> **What to work on**: Copy the records below word for word, from the line containing "like [(149, 382)]." up to and including the line containing "[(65, 561)]".

> **Input records**:
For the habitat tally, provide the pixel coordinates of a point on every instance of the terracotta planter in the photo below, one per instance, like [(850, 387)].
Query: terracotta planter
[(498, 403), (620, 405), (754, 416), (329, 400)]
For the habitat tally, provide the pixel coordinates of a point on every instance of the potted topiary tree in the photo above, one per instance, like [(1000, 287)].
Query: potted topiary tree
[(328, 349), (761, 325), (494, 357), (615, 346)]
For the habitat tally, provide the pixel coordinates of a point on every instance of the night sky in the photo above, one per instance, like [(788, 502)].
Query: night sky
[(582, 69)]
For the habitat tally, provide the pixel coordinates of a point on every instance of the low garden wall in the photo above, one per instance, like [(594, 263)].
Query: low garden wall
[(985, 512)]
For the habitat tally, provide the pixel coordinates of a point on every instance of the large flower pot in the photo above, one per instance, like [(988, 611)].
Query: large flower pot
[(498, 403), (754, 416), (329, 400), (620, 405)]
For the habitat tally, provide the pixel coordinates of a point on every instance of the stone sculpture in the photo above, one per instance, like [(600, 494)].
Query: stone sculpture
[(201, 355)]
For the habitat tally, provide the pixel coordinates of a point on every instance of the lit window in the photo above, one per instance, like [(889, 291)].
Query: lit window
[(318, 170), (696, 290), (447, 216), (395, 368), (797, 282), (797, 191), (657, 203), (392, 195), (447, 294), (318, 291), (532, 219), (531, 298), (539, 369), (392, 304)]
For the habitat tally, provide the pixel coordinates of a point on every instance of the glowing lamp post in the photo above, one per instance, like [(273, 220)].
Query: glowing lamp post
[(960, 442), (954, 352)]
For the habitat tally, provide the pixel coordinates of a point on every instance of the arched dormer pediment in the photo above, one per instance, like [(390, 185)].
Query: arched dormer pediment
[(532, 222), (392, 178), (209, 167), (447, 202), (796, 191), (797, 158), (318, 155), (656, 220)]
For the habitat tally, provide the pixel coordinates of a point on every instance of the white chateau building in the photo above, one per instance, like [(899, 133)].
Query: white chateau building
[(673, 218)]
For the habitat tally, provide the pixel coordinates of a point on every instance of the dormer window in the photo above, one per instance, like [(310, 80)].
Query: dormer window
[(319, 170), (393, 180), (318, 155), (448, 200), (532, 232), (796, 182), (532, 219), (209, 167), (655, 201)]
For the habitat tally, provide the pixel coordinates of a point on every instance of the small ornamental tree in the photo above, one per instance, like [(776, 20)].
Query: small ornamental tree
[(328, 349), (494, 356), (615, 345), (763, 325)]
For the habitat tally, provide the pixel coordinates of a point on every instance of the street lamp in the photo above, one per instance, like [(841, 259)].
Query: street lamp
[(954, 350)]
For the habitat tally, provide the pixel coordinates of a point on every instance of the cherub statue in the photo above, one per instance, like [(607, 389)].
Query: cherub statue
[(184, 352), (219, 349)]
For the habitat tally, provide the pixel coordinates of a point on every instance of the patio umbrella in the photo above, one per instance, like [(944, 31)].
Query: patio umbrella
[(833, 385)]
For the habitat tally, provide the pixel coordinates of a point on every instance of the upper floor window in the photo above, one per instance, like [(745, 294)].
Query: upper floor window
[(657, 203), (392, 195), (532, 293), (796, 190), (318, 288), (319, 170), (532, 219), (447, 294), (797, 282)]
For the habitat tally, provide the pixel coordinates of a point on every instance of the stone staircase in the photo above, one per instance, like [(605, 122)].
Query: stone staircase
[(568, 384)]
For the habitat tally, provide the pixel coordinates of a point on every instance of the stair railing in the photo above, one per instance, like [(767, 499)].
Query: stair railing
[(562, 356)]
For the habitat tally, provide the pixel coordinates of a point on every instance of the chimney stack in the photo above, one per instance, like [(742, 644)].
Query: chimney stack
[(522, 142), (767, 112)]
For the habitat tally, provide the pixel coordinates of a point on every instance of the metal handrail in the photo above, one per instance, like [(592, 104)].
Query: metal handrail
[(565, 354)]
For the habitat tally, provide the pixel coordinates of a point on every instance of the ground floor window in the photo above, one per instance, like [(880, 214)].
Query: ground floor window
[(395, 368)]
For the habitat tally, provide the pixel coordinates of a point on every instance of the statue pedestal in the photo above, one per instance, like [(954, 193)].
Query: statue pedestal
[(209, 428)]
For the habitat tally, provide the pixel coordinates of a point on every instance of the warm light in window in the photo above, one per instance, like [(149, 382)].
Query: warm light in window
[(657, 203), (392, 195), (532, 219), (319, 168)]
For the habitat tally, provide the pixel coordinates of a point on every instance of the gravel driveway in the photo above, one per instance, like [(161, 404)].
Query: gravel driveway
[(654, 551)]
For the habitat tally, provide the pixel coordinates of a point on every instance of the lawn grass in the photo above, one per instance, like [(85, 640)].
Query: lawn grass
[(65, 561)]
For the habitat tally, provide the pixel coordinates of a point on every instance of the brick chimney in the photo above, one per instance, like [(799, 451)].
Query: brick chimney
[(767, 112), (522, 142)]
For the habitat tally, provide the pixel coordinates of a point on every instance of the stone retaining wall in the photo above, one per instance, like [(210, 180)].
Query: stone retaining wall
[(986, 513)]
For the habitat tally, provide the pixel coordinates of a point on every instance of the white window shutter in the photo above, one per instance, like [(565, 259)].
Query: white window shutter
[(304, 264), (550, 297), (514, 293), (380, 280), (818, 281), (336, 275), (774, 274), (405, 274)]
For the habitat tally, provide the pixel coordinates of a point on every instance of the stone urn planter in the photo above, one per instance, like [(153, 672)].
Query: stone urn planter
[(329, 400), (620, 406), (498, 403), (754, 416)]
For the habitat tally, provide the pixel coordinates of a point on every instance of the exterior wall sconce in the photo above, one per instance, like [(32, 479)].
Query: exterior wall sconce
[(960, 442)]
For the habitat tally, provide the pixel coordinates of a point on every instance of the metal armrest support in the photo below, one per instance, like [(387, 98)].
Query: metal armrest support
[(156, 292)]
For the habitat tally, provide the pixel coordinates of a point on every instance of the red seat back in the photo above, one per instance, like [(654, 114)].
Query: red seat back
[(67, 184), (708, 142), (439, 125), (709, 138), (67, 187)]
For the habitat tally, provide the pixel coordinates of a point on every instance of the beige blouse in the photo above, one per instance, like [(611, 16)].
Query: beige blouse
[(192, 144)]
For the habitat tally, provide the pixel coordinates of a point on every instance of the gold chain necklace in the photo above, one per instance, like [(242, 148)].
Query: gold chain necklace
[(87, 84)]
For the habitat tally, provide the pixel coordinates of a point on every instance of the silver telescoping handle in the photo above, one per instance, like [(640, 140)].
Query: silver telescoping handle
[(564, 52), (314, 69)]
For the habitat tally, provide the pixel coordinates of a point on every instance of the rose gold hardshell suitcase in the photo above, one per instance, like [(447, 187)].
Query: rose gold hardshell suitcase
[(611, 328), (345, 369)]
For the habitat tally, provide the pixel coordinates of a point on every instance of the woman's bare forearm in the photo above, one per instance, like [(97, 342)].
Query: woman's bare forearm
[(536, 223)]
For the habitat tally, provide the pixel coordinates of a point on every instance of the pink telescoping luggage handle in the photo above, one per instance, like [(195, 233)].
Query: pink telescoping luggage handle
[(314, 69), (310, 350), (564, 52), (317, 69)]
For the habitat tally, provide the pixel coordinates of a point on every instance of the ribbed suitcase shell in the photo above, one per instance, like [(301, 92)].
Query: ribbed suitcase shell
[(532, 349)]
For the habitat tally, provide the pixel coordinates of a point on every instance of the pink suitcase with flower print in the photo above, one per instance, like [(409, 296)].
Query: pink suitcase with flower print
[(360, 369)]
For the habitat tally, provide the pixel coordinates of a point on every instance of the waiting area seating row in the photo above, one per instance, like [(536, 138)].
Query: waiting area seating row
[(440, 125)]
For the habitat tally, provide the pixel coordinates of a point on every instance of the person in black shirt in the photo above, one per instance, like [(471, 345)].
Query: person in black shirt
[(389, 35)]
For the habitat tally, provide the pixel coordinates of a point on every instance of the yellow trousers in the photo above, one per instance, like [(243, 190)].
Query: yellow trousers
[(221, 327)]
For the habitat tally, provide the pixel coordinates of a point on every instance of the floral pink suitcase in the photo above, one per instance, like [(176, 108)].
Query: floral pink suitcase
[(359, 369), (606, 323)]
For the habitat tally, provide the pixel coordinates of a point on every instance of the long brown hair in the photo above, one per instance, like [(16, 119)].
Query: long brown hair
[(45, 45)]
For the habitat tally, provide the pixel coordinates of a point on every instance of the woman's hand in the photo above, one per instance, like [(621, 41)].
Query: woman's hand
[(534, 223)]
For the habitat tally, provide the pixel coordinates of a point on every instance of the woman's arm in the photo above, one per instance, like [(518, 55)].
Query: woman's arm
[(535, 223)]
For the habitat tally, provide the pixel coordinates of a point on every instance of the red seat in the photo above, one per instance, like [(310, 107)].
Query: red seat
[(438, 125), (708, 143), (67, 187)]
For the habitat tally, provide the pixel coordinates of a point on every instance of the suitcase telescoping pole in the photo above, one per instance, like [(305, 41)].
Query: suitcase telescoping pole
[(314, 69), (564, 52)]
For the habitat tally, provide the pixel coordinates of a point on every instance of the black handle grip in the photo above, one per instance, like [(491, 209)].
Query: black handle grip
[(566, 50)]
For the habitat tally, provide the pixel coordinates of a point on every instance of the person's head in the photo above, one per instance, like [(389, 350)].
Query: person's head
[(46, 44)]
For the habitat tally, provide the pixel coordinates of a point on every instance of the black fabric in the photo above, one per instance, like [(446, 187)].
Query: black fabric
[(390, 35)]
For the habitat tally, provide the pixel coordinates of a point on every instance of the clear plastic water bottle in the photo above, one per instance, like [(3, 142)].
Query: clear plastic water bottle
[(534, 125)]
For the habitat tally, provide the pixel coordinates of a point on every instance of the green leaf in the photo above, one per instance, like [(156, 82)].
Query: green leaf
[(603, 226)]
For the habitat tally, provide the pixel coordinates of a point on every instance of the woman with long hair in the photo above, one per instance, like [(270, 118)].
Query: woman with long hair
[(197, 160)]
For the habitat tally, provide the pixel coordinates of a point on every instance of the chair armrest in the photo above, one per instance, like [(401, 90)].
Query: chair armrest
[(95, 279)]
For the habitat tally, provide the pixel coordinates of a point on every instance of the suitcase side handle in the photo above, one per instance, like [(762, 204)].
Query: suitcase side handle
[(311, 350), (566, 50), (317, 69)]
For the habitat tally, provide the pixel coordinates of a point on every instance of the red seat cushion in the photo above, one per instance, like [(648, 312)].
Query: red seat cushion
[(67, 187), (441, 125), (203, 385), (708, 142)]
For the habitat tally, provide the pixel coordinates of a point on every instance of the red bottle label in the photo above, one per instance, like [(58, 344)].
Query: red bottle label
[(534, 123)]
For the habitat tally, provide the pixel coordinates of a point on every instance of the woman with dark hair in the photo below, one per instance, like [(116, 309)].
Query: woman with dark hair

> **Solution**:
For the habitat tally, provide the pixel coordinates of a point on every instance of the warm light in window in the photo above, one per instance, like [(149, 382)].
Query: warm light in window
[(657, 203), (392, 195), (532, 219), (319, 168)]
For the habitat tally, provide the pixel coordinates of a point on every instance of the gravel driveway in the photo above, one per instance, like [(161, 404)].
Query: gravel driveway
[(654, 551)]
For the habitat tally, provide the pixel coordinates of a point on every instance of the lawn grass in the photo above, one per instance, like [(85, 640)].
Query: lawn grass
[(65, 561)]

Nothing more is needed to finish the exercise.